** BEGIN RECORD EXTRACTS **

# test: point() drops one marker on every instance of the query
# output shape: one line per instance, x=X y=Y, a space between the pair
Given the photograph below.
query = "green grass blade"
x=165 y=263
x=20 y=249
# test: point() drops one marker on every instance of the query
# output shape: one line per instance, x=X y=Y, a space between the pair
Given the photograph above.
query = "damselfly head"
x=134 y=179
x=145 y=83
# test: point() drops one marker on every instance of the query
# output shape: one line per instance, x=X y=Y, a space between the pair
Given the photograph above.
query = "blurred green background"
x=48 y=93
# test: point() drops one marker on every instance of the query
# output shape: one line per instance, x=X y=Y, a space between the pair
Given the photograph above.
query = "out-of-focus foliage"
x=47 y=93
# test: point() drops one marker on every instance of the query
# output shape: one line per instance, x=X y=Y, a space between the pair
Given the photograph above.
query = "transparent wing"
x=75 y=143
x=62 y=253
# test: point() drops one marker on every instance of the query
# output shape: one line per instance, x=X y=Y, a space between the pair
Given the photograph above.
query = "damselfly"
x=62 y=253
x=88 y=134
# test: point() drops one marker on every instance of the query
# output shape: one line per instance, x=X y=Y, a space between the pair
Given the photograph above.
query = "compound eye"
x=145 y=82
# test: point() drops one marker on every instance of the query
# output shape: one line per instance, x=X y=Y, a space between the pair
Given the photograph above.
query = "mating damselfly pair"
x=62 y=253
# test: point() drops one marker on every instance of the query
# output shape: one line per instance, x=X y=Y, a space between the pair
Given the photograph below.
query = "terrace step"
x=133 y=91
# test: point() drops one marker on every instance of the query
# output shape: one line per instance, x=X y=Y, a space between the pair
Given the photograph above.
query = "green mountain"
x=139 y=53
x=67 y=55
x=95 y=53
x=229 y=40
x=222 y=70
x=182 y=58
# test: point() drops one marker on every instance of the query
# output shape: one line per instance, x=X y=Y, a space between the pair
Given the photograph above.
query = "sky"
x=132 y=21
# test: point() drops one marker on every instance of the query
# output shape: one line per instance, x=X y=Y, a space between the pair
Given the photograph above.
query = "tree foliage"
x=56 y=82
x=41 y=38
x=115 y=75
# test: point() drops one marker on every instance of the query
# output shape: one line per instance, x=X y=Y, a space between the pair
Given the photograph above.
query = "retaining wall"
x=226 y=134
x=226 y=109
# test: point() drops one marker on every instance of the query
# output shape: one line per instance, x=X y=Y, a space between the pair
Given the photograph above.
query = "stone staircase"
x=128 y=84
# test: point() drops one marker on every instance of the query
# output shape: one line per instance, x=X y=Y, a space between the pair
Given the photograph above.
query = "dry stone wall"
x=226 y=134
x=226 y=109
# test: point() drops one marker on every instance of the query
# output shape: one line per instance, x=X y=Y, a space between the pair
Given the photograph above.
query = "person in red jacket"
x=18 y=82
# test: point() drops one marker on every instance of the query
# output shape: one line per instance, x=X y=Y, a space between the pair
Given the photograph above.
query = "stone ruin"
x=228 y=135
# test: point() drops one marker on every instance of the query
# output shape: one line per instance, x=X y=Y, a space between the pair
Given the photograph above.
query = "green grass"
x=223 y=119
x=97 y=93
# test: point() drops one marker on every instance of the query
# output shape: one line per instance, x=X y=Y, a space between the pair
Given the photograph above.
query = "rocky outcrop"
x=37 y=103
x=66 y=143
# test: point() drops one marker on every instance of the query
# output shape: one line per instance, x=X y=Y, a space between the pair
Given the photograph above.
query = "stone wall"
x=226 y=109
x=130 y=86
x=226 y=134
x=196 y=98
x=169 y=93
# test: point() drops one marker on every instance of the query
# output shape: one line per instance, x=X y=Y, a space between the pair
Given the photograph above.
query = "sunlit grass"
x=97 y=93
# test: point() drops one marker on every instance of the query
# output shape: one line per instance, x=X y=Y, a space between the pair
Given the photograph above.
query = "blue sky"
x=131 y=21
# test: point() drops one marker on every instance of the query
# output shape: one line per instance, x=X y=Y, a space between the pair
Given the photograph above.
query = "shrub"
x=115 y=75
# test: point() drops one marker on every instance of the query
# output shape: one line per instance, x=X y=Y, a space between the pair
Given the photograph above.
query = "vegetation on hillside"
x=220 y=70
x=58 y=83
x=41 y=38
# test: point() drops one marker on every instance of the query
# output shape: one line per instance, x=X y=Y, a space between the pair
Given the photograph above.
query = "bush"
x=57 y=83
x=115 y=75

** END RECORD EXTRACTS **

REQUIREMENTS> Copy out, in full, each line above that contains the string "green".

OUTPUT BELOW>
query = "green grass blade"
query = "blurred green background"
query = "green mountain"
query = "green grass"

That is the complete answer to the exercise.